____ Data shown

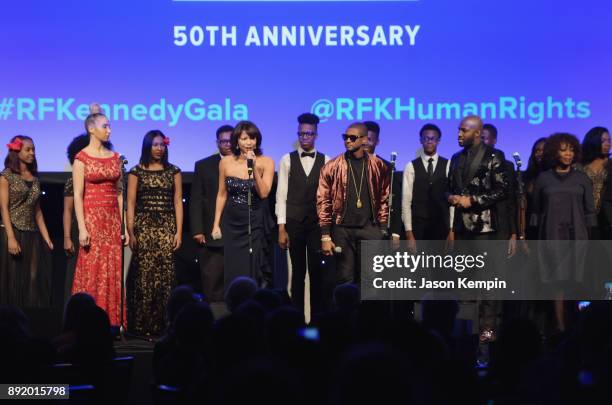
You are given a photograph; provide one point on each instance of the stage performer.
(563, 209)
(425, 211)
(352, 202)
(98, 203)
(232, 210)
(396, 227)
(155, 226)
(202, 209)
(25, 259)
(296, 212)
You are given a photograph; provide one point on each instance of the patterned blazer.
(483, 177)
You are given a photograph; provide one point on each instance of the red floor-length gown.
(98, 269)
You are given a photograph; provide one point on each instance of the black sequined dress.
(235, 225)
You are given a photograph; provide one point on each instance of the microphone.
(517, 159)
(250, 166)
(337, 250)
(393, 158)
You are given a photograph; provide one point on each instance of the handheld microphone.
(393, 158)
(517, 159)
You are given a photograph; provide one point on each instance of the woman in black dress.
(232, 210)
(155, 226)
(595, 153)
(25, 259)
(563, 210)
(71, 229)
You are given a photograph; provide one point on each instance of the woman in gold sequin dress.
(25, 260)
(154, 220)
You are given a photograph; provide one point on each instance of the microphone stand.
(389, 235)
(390, 205)
(250, 234)
(522, 203)
(122, 328)
(123, 333)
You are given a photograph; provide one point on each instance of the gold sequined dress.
(151, 275)
(25, 279)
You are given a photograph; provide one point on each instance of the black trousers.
(305, 243)
(211, 272)
(349, 239)
(429, 229)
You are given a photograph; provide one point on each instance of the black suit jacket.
(397, 226)
(203, 200)
(507, 209)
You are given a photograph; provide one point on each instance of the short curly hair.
(553, 146)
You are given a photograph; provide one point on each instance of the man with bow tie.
(296, 212)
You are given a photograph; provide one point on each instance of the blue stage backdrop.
(186, 67)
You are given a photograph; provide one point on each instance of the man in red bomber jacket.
(352, 202)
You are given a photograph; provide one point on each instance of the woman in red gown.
(98, 203)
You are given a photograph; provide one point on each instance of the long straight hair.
(147, 143)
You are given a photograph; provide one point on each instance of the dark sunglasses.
(353, 138)
(305, 134)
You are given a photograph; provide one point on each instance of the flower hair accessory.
(15, 145)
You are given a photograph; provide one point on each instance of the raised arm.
(78, 180)
(131, 209)
(13, 245)
(67, 224)
(221, 197)
(42, 227)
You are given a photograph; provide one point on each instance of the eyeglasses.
(429, 139)
(306, 134)
(353, 138)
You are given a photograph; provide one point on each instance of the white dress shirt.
(283, 181)
(407, 189)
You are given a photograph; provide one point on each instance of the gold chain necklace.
(359, 204)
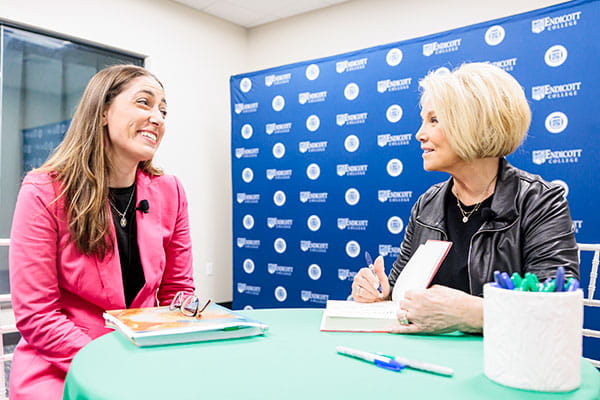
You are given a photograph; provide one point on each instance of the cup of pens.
(532, 332)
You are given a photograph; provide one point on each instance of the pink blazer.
(59, 294)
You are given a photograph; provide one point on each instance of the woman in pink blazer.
(97, 227)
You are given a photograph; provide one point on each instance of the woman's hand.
(365, 284)
(440, 309)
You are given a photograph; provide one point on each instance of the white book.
(351, 316)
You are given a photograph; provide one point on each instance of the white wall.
(194, 55)
(360, 24)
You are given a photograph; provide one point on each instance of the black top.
(453, 271)
(129, 253)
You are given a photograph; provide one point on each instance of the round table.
(293, 361)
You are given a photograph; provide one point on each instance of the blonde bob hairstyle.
(82, 163)
(481, 108)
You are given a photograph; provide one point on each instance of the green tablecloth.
(293, 361)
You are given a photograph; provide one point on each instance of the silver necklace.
(466, 215)
(123, 220)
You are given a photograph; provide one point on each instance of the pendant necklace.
(123, 220)
(466, 215)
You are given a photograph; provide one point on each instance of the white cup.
(532, 340)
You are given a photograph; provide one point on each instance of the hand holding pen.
(371, 283)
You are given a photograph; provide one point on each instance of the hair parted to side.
(81, 162)
(482, 109)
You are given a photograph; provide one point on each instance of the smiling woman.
(497, 216)
(79, 244)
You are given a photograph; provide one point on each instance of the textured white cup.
(532, 340)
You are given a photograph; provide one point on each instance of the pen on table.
(421, 366)
(384, 362)
(369, 261)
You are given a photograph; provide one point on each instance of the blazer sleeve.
(34, 274)
(178, 274)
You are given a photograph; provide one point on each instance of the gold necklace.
(123, 220)
(466, 215)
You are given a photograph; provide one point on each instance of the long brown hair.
(81, 162)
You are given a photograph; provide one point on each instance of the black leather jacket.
(532, 230)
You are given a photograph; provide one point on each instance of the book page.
(352, 309)
(421, 268)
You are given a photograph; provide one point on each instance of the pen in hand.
(369, 261)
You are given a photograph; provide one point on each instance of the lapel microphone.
(143, 206)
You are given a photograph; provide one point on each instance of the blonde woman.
(96, 227)
(497, 216)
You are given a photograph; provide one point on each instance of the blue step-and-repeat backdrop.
(325, 164)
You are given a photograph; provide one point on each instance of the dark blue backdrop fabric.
(325, 164)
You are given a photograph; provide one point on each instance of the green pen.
(516, 278)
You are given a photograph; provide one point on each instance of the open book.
(158, 325)
(381, 316)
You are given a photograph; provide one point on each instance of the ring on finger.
(404, 318)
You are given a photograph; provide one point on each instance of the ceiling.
(251, 13)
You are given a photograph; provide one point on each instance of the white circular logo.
(314, 272)
(494, 35)
(351, 143)
(556, 122)
(564, 185)
(280, 293)
(248, 266)
(394, 57)
(394, 113)
(352, 196)
(313, 171)
(351, 91)
(278, 150)
(312, 72)
(279, 198)
(352, 249)
(248, 221)
(247, 175)
(280, 245)
(312, 123)
(395, 225)
(314, 223)
(247, 131)
(394, 167)
(245, 85)
(278, 103)
(556, 55)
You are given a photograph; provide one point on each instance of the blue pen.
(498, 279)
(560, 279)
(573, 285)
(369, 261)
(506, 280)
(384, 362)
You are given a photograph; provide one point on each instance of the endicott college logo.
(494, 35)
(247, 131)
(556, 55)
(278, 103)
(248, 221)
(280, 245)
(245, 85)
(314, 272)
(556, 122)
(312, 123)
(247, 175)
(279, 198)
(248, 265)
(394, 57)
(352, 248)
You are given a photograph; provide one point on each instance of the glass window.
(43, 78)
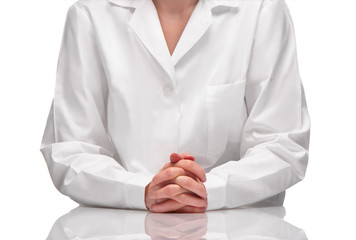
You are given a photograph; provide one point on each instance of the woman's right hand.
(178, 187)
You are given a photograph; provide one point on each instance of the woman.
(181, 106)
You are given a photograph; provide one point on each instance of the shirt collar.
(211, 3)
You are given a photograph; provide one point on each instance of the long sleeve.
(275, 138)
(76, 146)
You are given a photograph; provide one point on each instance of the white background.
(323, 204)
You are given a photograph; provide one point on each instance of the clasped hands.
(178, 187)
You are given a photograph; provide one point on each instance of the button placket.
(167, 90)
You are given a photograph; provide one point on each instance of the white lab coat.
(230, 95)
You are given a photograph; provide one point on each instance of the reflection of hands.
(176, 226)
(178, 187)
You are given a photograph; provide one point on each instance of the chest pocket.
(223, 101)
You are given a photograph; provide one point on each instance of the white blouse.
(230, 95)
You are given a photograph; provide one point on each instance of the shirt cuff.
(216, 190)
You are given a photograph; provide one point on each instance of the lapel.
(145, 23)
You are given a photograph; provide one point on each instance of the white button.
(167, 90)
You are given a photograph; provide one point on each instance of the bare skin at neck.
(174, 16)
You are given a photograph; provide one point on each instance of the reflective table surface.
(106, 223)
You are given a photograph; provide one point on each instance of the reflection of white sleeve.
(275, 138)
(76, 146)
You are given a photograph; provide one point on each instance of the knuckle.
(171, 189)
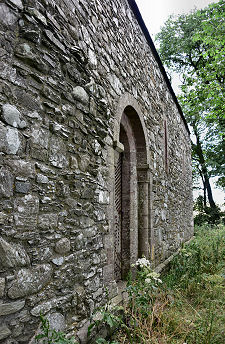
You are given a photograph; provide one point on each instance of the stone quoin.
(95, 160)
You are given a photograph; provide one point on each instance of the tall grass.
(188, 307)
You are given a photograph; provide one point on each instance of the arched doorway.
(131, 194)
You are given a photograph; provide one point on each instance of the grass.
(188, 307)
(185, 307)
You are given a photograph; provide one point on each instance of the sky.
(155, 13)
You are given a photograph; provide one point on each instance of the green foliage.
(106, 318)
(194, 46)
(206, 215)
(50, 336)
(188, 306)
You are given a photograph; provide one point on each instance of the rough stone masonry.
(95, 163)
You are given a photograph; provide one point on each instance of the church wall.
(64, 67)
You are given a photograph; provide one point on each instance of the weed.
(50, 336)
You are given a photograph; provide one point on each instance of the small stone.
(9, 308)
(80, 94)
(4, 332)
(58, 261)
(22, 168)
(62, 246)
(30, 281)
(7, 16)
(46, 221)
(38, 15)
(12, 256)
(42, 179)
(56, 321)
(22, 187)
(12, 116)
(6, 183)
(17, 3)
(2, 286)
(12, 141)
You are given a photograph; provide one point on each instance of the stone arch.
(131, 188)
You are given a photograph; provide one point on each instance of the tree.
(193, 45)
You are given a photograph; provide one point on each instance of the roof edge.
(146, 33)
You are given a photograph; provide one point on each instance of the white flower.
(143, 263)
(155, 276)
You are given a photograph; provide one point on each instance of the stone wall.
(65, 66)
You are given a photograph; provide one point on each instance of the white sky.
(155, 13)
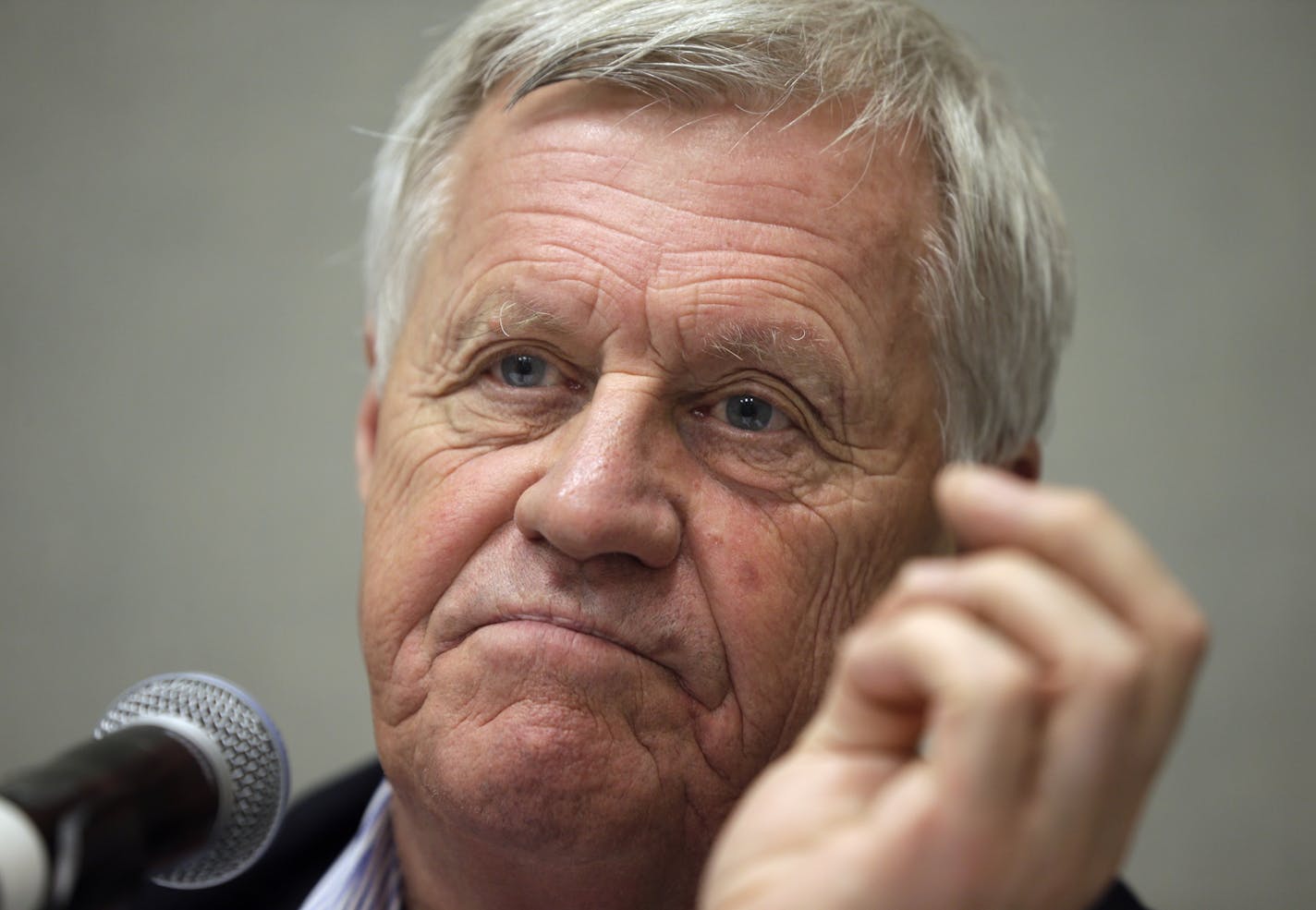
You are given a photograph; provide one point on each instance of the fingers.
(1076, 536)
(933, 680)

________

Task brief:
Without any pictures, write out the lines running from the one containing "of the sky." through the end of the listing above, both included, exactly as given.

Answer below:
You are given a photograph; provide one point on each instance of the sky.
(155, 13)
You are given a photograph; provide one point on each instance of the green foliage.
(106, 318)
(194, 46)
(206, 215)
(50, 336)
(188, 306)
You are given a photograph; provide one point on each instance of the rough stone masonry.
(95, 163)
You are given a photograph; provide one point on each instance of the church wall.
(64, 67)
You are given a photograph; provide one point on each instance of the weed.
(50, 336)
You are given a photograph; provide one point on each instance of the small stone.
(9, 308)
(80, 94)
(4, 332)
(58, 261)
(22, 168)
(62, 246)
(30, 281)
(7, 16)
(46, 221)
(38, 15)
(12, 256)
(42, 179)
(56, 321)
(22, 187)
(12, 116)
(6, 183)
(17, 3)
(2, 286)
(12, 141)
You are given a photograph; provide one point on each instance of the stone arch.
(131, 188)
You are given a photograph; provide one point on each instance of the tree.
(193, 45)
You are given a photograph; provide one point on each instance of the roof edge.
(146, 33)
You are given a photograph; provide one point on each instance of the white flower.
(143, 263)
(155, 276)
You are given a photograph; provide one point on each instance of the stone wall.
(65, 66)
You are given a photograph; provide one point on each instance of the white sky.
(155, 13)
You are given a photograph; provide one point on each instance of the fingers.
(1076, 536)
(933, 680)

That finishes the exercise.